■ **REQUIRED WORK**
Restate, word for word, each record that follows.
─── DATA ───
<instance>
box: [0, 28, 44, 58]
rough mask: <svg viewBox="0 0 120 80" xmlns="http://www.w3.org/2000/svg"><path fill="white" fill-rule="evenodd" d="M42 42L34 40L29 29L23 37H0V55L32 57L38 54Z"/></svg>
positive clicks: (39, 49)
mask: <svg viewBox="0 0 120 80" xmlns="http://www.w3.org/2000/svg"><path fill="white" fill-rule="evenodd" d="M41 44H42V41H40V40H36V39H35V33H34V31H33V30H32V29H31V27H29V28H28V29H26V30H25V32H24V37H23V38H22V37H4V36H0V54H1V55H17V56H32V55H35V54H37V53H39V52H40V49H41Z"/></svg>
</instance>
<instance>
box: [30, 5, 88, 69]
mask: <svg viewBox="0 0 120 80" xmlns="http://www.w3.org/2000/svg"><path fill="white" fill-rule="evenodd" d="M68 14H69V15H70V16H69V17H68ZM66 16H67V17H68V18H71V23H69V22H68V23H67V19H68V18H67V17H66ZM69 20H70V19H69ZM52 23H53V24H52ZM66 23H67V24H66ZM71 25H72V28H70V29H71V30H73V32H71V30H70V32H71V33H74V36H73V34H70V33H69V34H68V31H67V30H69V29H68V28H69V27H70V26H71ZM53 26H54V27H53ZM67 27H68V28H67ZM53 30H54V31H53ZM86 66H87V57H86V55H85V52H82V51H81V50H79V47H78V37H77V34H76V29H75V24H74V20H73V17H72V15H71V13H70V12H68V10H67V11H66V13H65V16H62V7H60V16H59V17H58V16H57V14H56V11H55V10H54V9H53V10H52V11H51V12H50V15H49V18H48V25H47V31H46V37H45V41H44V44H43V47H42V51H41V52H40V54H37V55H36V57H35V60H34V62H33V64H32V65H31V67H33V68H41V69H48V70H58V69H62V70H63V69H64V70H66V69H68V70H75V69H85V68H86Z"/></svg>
───
■ **SOLUTION**
<instance>
box: [0, 28, 44, 58]
rough mask: <svg viewBox="0 0 120 80" xmlns="http://www.w3.org/2000/svg"><path fill="white" fill-rule="evenodd" d="M42 42L34 40L29 29L23 37H0V55L32 57L38 54Z"/></svg>
positive clicks: (39, 49)
mask: <svg viewBox="0 0 120 80" xmlns="http://www.w3.org/2000/svg"><path fill="white" fill-rule="evenodd" d="M41 44H42V41H40V40H36V39H35V33H34V31H33V30H32V29H31V27H29V28H28V29H26V30H25V32H24V37H23V38H22V37H4V36H0V54H1V55H17V56H32V55H35V54H37V53H39V52H40V49H41Z"/></svg>
</instance>
<instance>
box: [30, 5, 88, 69]
mask: <svg viewBox="0 0 120 80" xmlns="http://www.w3.org/2000/svg"><path fill="white" fill-rule="evenodd" d="M68 14H69V15H70V16H69V17H68ZM66 16H67V17H68V18H71V23H69V22H68V23H67V19H68V18H67V17H66ZM69 20H70V19H69ZM52 23H53V24H52ZM66 23H67V24H66ZM71 25H72V28H70V29H71V30H73V32H71V30H70V32H71V33H74V36H73V34H70V33H69V34H68V31H67V30H69V29H68V28H69V27H70V26H71ZM53 26H54V27H53ZM67 27H68V28H67ZM53 30H54V31H53ZM86 66H87V57H86V55H85V52H82V51H81V50H79V47H78V37H77V34H76V29H75V24H74V20H73V17H72V15H71V13H70V12H68V10H67V11H66V13H65V16H62V7H60V16H59V17H58V16H57V14H56V11H55V10H54V9H53V10H52V11H51V12H50V15H49V18H48V25H47V31H46V37H45V41H44V44H43V47H42V51H41V52H40V54H37V55H36V57H35V60H34V62H33V64H32V65H31V67H33V68H41V69H48V70H58V69H62V70H63V69H64V70H66V69H68V70H75V69H85V68H86Z"/></svg>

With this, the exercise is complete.